Supplied passage:
^^^^
Glasgow's Create Change pages
http://www.gla.ac.uk/createchange/

Glasgow's eprints service
http://eprints.lib.gla.ac.uk/

* The University of Nottingham has also launched an eprints archive. In
addition to the university's research papers, the site contains information
and advice for faculty on eprints, copyright, and open access.
http://www-db.library.nottingham.ac.uk/ep1/information.html

For an account of Nottingham's experience setting up this archive, see this
article by Stephen Pinfield, Mike Gardner, and John MacColl from the
March/April _Ariadne_ (FOSN for 4/15/02).
http://www.ariadne.ac.uk/issue31/eprint-archives/

==> Does your university have an eprints archive for the research output of
its faculty? Eprint archives use free software, are easy to set up,
greatly amplify the readership and impact of every participating author,
and directly help readers around the world.
http://www.eprints.org/self-faq/

* A very good discussion is taking place in a thread of Ann Okerson's
LibLicense list on the true costs of publishing electronic journals.
http://www.library.yale.edu/~llicense/ListArchives/0204/msg00062.html

* OAIster has put online a short summary of the results of its user
survey. OAIster digs content out of the deep internet and makes it
OAI-compliant and searchable (FOSN 3/4/02). Highlight: online journals
were both the most-sought online resource and the least-found.
^^^^
Challenge 1: According to the newsletter excerpt, what makes an eprints archive worth having at a university? Answer in one to three sentences.
Challenge 2: Reproduce verbatim the part of the newsletter excerpt starting with "http://www-db.library.nottingham.ac.uk/ep1/information.html" and going on through "around the world.".
The data that comes next has no connection to the newsletter excerpt.
^^^^
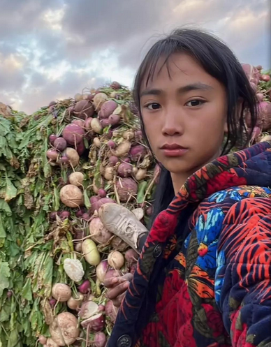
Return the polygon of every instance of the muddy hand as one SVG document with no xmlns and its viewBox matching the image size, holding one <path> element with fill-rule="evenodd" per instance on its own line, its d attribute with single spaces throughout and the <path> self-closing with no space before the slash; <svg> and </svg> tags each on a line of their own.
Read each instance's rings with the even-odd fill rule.
<svg viewBox="0 0 271 347">
<path fill-rule="evenodd" d="M 132 274 L 126 274 L 124 276 L 110 277 L 105 279 L 103 284 L 105 287 L 108 288 L 106 296 L 112 300 L 116 307 L 119 307 L 132 279 Z"/>
</svg>

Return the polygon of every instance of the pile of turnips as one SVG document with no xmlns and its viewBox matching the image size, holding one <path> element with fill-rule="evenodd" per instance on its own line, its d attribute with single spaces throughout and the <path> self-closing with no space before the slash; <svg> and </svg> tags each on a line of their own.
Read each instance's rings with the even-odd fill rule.
<svg viewBox="0 0 271 347">
<path fill-rule="evenodd" d="M 271 133 L 271 71 L 243 68 L 252 144 Z M 146 225 L 160 172 L 131 91 L 113 82 L 30 116 L 0 106 L 0 345 L 105 346 L 117 309 L 103 283 L 133 274 L 138 254 L 98 211 L 121 204 Z"/>
<path fill-rule="evenodd" d="M 242 67 L 258 100 L 258 116 L 253 129 L 252 142 L 257 142 L 261 140 L 263 133 L 271 131 L 271 70 L 263 72 L 262 66 L 248 64 L 242 64 Z M 249 128 L 251 124 L 249 111 L 246 113 L 246 123 Z"/>
<path fill-rule="evenodd" d="M 159 172 L 131 91 L 114 82 L 52 102 L 20 124 L 24 283 L 16 299 L 27 307 L 20 339 L 103 347 L 117 315 L 103 283 L 133 273 L 138 254 L 106 230 L 98 211 L 122 204 L 147 223 Z"/>
</svg>

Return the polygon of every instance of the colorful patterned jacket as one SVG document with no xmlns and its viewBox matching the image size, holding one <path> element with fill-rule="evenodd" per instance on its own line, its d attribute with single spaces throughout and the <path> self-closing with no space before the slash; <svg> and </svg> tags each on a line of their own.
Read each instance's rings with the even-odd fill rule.
<svg viewBox="0 0 271 347">
<path fill-rule="evenodd" d="M 207 164 L 159 215 L 108 347 L 271 346 L 270 147 Z"/>
</svg>

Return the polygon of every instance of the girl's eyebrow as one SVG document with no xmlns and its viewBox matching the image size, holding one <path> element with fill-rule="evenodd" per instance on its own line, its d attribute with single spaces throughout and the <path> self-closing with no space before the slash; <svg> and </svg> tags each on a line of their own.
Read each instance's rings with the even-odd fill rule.
<svg viewBox="0 0 271 347">
<path fill-rule="evenodd" d="M 205 84 L 205 83 L 193 83 L 191 84 L 187 84 L 184 87 L 181 87 L 178 89 L 179 94 L 187 93 L 192 90 L 210 90 L 214 89 L 209 84 Z M 140 93 L 140 98 L 145 95 L 161 95 L 163 93 L 162 89 L 145 89 Z"/>
</svg>

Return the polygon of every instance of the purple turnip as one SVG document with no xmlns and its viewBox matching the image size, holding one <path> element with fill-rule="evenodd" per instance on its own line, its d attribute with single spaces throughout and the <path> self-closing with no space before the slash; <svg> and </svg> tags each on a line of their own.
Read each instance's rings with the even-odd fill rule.
<svg viewBox="0 0 271 347">
<path fill-rule="evenodd" d="M 49 141 L 50 141 L 50 143 L 51 145 L 53 145 L 53 143 L 54 142 L 54 141 L 57 140 L 57 138 L 58 138 L 58 136 L 57 136 L 56 135 L 54 134 L 52 134 L 49 136 Z"/>
<path fill-rule="evenodd" d="M 105 101 L 101 106 L 101 110 L 98 114 L 100 119 L 108 118 L 110 115 L 113 113 L 115 110 L 117 108 L 117 103 L 112 100 Z"/>
<path fill-rule="evenodd" d="M 122 202 L 126 202 L 132 196 L 136 197 L 138 193 L 138 184 L 131 178 L 117 181 L 116 186 L 119 200 Z"/>
<path fill-rule="evenodd" d="M 63 138 L 58 138 L 54 142 L 54 147 L 59 152 L 62 152 L 67 148 L 67 142 Z"/>
<path fill-rule="evenodd" d="M 122 163 L 118 168 L 117 173 L 121 177 L 129 177 L 131 176 L 133 165 L 129 163 Z"/>
<path fill-rule="evenodd" d="M 69 145 L 75 146 L 82 142 L 85 135 L 84 129 L 78 124 L 68 124 L 62 132 L 62 136 Z"/>
<path fill-rule="evenodd" d="M 90 282 L 88 279 L 87 279 L 79 287 L 79 291 L 82 294 L 87 294 L 90 292 Z"/>
</svg>

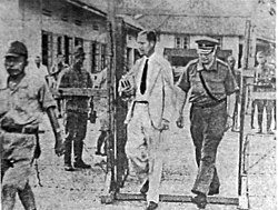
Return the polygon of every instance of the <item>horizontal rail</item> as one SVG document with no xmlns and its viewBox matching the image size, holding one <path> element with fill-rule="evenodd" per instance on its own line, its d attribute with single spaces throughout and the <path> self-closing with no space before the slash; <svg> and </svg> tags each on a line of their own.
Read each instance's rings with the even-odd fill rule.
^^^^
Reply 1: Eprint archives use free software and are easy to set up. They also greatly amplify the readership and impact of every participating author and directly help readers around the world.

Reply 2:
http://www-db.library.nottingham.ac.uk/ep1/information.html

For an account of Nottingham's experience setting up this archive, see this
article by Stephen Pinfield, Mike Gardner, and John MacColl from the
March/April _Ariadne_ (FOSN for 4/15/02).
http://www.ariadne.ac.uk/issue31/eprint-archives/

==> Does your university have an eprints archive for the research output of
its faculty? Eprint archives use free software, are easy to set up,
greatly amplify the readership and impact of every participating author,
and directly help readers around the world.